* TASK REQUIREMENTS:
For the word "instance", count the lines of the data that include it and give only the total.

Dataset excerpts
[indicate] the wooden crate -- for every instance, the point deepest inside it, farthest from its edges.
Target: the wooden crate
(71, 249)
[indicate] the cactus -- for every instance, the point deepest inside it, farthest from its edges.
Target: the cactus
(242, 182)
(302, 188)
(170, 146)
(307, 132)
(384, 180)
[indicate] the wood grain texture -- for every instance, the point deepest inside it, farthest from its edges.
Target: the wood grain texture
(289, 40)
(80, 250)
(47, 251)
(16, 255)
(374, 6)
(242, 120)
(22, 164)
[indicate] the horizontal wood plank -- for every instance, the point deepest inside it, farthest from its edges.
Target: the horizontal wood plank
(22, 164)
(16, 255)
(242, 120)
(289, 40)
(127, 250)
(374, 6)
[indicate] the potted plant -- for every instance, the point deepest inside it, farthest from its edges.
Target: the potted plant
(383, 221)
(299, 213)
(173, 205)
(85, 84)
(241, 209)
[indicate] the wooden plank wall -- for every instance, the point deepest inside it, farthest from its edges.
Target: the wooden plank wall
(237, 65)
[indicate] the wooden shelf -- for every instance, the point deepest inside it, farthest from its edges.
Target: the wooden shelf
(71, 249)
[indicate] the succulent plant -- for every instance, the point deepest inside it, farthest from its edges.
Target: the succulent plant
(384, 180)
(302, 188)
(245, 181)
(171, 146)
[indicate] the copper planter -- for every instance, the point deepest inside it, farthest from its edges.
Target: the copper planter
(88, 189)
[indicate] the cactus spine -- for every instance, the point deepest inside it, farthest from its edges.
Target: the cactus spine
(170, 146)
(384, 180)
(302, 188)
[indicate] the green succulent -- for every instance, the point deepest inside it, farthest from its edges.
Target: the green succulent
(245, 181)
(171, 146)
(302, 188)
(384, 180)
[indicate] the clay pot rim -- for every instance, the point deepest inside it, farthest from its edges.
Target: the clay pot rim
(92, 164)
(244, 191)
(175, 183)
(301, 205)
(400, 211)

* WRITTEN SOLUTION:
12